▶ **Task description**: Rename "negative clicks" to "negative points" in the rows from the start through the line that contains "box: [8, 507, 982, 665]", and write those lines out again with nothing else changed.

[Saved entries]
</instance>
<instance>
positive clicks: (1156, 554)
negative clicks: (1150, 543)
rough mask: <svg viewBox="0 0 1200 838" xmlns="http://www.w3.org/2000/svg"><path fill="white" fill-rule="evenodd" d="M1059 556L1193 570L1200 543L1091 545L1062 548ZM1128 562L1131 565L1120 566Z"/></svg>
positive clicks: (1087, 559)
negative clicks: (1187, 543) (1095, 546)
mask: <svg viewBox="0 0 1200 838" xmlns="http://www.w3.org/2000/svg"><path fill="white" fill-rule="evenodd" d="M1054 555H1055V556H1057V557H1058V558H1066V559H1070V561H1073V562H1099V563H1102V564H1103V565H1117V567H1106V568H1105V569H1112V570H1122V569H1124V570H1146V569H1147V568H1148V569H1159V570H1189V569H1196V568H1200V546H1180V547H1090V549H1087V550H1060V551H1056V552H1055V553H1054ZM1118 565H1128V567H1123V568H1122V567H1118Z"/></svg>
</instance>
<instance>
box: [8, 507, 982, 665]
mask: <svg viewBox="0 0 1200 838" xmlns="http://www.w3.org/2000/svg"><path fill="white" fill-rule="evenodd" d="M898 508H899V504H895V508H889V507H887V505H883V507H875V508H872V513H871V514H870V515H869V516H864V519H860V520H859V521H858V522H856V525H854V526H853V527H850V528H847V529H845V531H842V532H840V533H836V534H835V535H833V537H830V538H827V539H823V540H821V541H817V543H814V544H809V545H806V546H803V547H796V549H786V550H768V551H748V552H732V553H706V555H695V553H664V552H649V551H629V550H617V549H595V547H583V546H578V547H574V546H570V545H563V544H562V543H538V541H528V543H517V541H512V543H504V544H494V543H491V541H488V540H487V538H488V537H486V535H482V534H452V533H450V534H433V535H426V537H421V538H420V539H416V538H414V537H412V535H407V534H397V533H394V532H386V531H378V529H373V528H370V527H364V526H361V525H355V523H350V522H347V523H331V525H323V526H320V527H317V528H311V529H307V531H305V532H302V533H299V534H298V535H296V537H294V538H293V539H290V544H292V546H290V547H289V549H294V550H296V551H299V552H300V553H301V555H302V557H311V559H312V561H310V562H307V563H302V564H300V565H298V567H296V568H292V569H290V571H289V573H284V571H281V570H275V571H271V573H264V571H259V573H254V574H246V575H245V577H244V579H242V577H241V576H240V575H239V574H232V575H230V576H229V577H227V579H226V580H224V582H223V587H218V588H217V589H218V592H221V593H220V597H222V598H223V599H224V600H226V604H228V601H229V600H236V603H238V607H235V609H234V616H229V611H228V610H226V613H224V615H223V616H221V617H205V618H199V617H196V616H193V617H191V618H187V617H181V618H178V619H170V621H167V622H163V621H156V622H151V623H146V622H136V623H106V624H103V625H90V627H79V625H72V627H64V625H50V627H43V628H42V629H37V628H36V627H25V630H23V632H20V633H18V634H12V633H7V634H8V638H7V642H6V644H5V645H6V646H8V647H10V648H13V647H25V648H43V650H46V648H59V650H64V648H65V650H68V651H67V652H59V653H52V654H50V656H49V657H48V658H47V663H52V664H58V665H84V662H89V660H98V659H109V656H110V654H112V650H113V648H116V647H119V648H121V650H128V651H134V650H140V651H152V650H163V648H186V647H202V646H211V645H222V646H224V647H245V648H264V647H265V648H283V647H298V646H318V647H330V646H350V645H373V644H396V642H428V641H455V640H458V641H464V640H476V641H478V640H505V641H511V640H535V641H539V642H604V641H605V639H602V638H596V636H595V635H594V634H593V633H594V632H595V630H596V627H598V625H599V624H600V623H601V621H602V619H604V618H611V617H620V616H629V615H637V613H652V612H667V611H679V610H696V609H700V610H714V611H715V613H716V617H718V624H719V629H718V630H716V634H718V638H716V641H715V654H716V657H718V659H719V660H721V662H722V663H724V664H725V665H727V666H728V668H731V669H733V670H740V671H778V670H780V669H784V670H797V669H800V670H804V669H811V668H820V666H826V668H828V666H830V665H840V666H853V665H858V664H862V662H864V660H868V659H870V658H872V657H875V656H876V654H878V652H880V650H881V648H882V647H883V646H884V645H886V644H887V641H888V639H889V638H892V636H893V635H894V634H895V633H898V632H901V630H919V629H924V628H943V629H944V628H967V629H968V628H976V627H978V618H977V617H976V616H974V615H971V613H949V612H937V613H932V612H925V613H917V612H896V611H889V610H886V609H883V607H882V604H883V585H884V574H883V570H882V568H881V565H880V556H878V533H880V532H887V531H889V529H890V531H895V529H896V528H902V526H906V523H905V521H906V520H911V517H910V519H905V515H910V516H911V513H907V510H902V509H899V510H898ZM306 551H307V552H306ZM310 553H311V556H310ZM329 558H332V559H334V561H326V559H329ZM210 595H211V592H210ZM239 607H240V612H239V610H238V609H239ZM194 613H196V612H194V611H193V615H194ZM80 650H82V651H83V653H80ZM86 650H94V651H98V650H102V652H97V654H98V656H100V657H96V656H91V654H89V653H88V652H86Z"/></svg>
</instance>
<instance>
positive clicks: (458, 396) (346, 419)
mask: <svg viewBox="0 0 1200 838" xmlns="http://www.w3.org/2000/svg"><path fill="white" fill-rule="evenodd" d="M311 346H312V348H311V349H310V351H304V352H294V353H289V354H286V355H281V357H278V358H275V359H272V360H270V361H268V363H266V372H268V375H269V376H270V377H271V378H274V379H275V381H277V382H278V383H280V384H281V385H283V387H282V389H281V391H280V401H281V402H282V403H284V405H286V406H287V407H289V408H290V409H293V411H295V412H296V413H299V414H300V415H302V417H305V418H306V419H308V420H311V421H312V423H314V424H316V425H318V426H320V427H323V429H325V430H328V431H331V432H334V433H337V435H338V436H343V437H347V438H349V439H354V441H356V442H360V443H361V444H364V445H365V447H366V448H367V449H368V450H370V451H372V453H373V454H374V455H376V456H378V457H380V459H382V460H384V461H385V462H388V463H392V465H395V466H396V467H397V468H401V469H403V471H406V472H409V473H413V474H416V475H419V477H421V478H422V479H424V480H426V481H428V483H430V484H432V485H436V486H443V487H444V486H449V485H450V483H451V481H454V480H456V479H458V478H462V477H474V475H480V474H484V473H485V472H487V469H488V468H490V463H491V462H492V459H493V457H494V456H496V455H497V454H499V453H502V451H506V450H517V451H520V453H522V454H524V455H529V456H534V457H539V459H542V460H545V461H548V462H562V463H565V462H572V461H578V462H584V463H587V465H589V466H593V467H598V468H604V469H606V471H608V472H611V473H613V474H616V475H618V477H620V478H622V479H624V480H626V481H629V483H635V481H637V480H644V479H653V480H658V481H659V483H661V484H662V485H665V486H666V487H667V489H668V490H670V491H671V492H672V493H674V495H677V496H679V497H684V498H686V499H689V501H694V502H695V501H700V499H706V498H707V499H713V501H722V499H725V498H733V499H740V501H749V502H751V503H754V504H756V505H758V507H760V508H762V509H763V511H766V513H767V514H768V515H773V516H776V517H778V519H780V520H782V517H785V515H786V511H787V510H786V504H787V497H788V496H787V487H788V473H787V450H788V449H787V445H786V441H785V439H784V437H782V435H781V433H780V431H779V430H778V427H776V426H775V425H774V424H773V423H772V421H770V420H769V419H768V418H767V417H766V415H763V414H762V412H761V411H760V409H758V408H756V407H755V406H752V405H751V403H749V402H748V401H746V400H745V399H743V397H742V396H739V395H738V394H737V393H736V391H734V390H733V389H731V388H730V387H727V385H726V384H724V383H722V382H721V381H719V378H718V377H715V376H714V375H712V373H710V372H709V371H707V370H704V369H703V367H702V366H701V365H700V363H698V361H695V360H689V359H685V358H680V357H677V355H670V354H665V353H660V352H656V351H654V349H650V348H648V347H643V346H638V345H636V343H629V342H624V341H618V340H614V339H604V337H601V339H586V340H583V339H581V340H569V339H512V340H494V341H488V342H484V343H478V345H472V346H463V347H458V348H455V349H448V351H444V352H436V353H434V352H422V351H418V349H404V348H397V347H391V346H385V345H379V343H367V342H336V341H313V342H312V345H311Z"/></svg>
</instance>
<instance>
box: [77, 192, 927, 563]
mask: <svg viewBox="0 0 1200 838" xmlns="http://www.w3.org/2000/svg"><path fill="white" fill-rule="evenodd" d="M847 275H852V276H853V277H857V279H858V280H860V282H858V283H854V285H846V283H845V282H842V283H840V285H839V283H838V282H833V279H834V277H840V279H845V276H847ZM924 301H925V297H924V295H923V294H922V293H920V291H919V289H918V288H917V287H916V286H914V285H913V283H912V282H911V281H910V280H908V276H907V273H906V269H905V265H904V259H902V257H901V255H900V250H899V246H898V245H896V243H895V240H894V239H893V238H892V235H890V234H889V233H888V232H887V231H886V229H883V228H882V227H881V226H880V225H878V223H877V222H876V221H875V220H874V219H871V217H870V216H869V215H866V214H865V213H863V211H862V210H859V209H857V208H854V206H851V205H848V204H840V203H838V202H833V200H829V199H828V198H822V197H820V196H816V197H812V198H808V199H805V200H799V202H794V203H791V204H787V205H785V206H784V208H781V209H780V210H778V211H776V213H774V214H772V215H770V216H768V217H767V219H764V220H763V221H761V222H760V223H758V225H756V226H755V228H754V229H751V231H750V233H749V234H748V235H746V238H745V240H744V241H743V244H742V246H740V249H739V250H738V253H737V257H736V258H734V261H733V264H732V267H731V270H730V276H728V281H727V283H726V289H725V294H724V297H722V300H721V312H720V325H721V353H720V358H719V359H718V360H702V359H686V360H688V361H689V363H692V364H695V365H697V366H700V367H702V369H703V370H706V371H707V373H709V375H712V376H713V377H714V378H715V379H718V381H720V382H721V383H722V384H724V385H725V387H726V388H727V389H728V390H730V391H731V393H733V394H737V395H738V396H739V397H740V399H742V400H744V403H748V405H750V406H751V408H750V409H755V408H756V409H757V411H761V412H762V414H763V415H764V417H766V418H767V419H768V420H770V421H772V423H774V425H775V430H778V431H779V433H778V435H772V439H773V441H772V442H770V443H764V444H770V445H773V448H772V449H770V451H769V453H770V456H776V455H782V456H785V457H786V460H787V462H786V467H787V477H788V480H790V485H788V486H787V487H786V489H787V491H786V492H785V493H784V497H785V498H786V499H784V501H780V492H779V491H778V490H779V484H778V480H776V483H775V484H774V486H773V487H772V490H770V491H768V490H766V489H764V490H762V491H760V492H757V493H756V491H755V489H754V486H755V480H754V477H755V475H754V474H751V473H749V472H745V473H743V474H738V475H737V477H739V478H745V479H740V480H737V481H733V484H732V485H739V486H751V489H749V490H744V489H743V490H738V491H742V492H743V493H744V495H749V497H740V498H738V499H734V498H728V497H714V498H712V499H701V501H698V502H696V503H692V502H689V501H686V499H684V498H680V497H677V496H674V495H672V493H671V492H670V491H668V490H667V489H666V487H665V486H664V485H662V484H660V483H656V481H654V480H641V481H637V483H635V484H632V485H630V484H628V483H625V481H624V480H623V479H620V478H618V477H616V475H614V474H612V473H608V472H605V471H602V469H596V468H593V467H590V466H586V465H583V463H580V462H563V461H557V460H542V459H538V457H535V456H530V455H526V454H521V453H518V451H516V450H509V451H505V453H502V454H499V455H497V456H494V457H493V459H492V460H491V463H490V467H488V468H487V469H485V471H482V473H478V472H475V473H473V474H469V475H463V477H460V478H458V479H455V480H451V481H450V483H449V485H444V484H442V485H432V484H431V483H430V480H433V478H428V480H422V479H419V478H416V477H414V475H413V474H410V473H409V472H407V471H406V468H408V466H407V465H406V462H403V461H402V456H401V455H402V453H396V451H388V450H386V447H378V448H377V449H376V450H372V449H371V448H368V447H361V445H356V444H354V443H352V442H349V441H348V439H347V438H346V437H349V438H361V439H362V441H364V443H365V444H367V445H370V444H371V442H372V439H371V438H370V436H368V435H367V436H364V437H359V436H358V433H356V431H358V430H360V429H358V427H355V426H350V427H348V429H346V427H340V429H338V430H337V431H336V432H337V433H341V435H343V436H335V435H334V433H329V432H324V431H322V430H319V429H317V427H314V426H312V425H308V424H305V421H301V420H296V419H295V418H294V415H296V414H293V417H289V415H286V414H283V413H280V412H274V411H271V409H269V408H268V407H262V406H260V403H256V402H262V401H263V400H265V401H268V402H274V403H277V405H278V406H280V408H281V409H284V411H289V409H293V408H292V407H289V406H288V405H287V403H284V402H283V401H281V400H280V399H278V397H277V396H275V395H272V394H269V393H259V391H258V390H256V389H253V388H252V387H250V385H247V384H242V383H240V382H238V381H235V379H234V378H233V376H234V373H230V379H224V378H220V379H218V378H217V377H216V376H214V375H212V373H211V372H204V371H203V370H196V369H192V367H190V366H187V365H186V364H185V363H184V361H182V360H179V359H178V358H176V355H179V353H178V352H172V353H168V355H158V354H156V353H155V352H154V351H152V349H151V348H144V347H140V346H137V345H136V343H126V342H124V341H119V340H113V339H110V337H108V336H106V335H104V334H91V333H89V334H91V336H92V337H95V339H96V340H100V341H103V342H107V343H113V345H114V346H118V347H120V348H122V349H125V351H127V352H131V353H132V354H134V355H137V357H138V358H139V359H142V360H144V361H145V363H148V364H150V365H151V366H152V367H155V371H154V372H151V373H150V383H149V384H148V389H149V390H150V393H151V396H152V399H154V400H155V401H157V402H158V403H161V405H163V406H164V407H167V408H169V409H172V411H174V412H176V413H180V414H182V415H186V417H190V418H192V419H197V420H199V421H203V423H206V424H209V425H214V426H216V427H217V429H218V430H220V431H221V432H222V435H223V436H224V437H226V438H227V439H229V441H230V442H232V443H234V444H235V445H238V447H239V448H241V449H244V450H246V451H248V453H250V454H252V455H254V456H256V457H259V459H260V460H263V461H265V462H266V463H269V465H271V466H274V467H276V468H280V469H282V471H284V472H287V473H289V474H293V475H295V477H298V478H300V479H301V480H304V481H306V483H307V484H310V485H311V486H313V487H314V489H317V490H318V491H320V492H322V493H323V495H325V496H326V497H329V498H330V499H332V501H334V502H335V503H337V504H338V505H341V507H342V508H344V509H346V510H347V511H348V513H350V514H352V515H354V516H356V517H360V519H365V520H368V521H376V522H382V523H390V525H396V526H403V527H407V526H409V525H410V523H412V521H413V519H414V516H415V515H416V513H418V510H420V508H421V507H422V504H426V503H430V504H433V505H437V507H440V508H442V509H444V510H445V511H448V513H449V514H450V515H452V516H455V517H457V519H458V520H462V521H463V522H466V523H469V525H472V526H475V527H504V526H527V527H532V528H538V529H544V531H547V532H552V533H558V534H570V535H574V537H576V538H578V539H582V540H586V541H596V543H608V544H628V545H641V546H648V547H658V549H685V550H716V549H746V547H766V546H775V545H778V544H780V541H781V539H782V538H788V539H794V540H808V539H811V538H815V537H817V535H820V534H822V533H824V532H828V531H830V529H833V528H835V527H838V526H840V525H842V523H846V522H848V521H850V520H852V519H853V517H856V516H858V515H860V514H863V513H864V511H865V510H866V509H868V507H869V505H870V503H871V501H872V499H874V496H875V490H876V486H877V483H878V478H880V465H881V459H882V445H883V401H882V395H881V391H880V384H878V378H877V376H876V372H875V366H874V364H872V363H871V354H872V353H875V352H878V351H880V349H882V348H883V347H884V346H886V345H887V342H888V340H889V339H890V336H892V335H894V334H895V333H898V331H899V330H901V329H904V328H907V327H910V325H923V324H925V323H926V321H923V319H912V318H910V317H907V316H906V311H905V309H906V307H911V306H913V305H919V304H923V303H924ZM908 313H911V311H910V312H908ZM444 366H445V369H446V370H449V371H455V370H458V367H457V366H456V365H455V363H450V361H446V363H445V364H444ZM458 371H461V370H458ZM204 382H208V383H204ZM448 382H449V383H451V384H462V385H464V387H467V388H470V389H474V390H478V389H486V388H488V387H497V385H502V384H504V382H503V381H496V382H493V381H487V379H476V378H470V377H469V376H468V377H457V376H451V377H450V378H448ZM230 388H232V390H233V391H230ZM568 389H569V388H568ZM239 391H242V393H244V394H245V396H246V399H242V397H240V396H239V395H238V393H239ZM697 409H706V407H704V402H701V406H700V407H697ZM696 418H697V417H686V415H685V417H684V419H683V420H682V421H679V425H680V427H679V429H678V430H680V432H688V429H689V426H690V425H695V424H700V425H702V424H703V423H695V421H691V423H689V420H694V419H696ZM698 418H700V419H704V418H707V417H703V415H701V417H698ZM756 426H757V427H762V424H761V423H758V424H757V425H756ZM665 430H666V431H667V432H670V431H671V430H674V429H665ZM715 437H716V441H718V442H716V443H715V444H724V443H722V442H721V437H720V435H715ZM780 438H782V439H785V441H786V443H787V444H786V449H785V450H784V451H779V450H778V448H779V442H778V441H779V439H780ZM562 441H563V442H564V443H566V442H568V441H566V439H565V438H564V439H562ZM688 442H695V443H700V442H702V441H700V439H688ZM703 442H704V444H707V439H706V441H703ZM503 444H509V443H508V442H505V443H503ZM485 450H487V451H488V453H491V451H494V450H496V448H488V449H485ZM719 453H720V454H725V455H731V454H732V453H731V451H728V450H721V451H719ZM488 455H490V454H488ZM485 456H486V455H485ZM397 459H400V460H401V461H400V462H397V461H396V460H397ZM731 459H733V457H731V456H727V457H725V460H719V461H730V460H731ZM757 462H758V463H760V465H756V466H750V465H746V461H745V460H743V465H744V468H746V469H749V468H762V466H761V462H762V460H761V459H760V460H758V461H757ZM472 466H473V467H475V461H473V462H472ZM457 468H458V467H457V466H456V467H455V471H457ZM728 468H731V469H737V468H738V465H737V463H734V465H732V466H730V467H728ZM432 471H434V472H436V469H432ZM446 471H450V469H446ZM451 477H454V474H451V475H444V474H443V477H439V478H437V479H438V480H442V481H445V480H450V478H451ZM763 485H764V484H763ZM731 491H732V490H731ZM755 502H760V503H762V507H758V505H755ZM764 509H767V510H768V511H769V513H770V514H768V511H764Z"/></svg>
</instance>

▶ **Output of the task**:
</instance>
<instance>
positive clicks: (1156, 554)
negative points: (1150, 543)
rough mask: <svg viewBox="0 0 1200 838" xmlns="http://www.w3.org/2000/svg"><path fill="white" fill-rule="evenodd" d="M1059 556L1193 570L1200 543L1091 545L1062 548ZM1128 562L1131 565L1120 566Z"/></svg>
positive clicks: (1087, 559)
negative points: (1187, 543) (1095, 546)
mask: <svg viewBox="0 0 1200 838" xmlns="http://www.w3.org/2000/svg"><path fill="white" fill-rule="evenodd" d="M1054 555H1055V556H1057V557H1058V558H1066V559H1070V561H1073V562H1099V563H1102V564H1103V565H1117V567H1106V568H1105V569H1112V570H1122V569H1124V570H1146V569H1147V568H1148V569H1159V570H1189V569H1196V568H1200V546H1180V547H1090V549H1087V550H1060V551H1056V552H1055V553H1054ZM1118 565H1128V567H1123V568H1122V567H1118Z"/></svg>
</instance>
<instance>
box: [8, 507, 982, 665]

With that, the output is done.